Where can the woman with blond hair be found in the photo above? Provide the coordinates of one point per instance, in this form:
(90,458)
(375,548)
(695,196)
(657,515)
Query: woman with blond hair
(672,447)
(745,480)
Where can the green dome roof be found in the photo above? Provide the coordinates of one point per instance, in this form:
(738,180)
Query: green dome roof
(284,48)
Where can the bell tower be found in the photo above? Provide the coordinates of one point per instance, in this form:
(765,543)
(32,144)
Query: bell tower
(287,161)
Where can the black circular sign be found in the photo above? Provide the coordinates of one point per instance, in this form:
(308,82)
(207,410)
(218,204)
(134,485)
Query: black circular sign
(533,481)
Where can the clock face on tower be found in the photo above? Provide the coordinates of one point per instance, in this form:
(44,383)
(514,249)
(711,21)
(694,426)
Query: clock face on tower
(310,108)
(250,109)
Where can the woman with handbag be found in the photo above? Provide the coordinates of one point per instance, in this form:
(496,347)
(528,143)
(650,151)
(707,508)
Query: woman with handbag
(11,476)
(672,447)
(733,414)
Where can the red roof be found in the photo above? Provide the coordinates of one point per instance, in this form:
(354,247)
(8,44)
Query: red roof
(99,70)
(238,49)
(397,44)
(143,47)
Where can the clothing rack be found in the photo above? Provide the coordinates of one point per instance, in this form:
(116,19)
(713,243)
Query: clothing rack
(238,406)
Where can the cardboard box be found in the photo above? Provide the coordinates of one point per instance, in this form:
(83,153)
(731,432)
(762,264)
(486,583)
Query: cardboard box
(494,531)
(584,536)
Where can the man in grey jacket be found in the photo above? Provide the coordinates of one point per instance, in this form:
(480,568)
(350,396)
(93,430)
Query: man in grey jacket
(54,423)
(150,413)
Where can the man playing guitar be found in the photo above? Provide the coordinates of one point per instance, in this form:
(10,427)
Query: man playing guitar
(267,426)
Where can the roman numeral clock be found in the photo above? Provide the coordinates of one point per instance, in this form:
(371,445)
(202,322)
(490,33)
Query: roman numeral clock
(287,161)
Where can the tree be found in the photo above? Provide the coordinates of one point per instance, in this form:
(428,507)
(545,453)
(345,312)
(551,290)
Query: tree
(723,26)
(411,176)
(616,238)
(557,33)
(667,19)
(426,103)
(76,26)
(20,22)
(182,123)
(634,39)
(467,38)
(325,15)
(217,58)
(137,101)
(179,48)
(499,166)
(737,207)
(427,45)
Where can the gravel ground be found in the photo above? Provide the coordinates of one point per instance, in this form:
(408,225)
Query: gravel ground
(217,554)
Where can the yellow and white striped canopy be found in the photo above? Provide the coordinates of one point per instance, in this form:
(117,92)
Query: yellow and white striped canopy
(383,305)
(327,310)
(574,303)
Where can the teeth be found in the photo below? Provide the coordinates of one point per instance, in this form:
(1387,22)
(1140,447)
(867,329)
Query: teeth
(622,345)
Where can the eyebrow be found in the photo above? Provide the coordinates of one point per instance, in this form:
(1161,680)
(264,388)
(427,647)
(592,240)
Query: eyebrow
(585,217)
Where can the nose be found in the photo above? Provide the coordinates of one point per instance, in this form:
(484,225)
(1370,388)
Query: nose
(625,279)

■ ■ ■

**Prompt**.
Make an exact copy of every line in the data.

**Answer box**.
Where can the woman with blond hair be found in the photo above? Provide the coordinates of one point per instance, in this form:
(90,458)
(375,548)
(695,196)
(657,515)
Query: woman with blond hair
(672,447)
(745,480)
Where can the green dome roof be found in the photo above? Provide the coordinates of one point per instance, in this form:
(738,180)
Query: green dome roof
(284,48)
Where can the bell tower be found in the photo above? Provide the coordinates of one point per instance, in this form:
(765,543)
(32,144)
Query: bell tower
(287,161)
Where can the black circular sign be found in the photo above? Provide the coordinates of one point per instance, in this form:
(308,82)
(207,410)
(218,204)
(134,485)
Query: black circular sign
(533,481)
Where can the clock face on tower be found in the photo above? Provide the coordinates of one point per instance, in this form:
(44,383)
(514,249)
(711,21)
(694,426)
Query: clock face on tower
(310,108)
(250,109)
Where can the woman with handbag be found in the photo above? Provide the coordinates of one point per instance, in this form:
(496,347)
(528,143)
(650,151)
(707,508)
Query: woman with handbag
(11,476)
(672,447)
(733,414)
Where can the red roof be found in the photo above? Provide the coordinates of one point per instance, in this form:
(354,247)
(8,44)
Query: red roof
(99,70)
(238,49)
(397,44)
(143,47)
Where can the clothing rack be found in the photo above? Provide the coordinates of one point per instance, in this form:
(116,19)
(713,243)
Query: clothing rack
(238,406)
Where can the cardboard box be found in the photo above? Provide the coordinates of one point per instance, in this form:
(83,153)
(731,432)
(762,264)
(486,583)
Query: cardboard box
(494,531)
(584,536)
Where can the man in grey jacket be found in the photo above? Provide the coordinates of one point per instance, in this form:
(480,568)
(350,396)
(93,430)
Query: man in grey jacket
(54,423)
(150,413)
Where can the man playing guitar be found in the photo above? Provide the coordinates of one point per instance, in this form:
(10,427)
Query: man playing guitar
(267,426)
Where can the roman numeral clock be found in the photo above? Provide the coordinates of one point per instance, in this form:
(371,445)
(202,322)
(490,33)
Query: roman numeral clock
(287,161)
Where can the tree be found in the photo above? Provide the coordinates of one point per instance, in this form:
(428,507)
(545,453)
(345,312)
(551,290)
Query: tree
(723,26)
(411,176)
(616,238)
(557,33)
(667,19)
(426,103)
(76,26)
(20,22)
(182,123)
(634,39)
(467,38)
(325,15)
(217,58)
(137,101)
(179,48)
(499,166)
(737,207)
(427,45)
Where can the gravel ground be found in the photo above? Provide the coordinates of one point per instance, in this form:
(408,225)
Query: gravel ground
(217,554)
Where can the yellow and white striped canopy be found in the photo above? Provide the coordinates of one point per instance, in this form:
(117,92)
Query: yellow and white striped canopy
(383,305)
(327,310)
(574,303)
Where can the teeth be found in the photo below? Provide the coordinates of one point per instance, in this form:
(1387,22)
(1140,447)
(867,329)
Query: teeth
(622,345)
Where can the eyebrow be found in the photo above? Provide the coordinates of one point per instance, in this form:
(1161,680)
(264,388)
(427,647)
(592,240)
Query: eyebrow
(585,217)
Where can the nose be found in the photo above? Provide the coordinates of one point per instance, in this form:
(484,225)
(1370,388)
Query: nose
(625,279)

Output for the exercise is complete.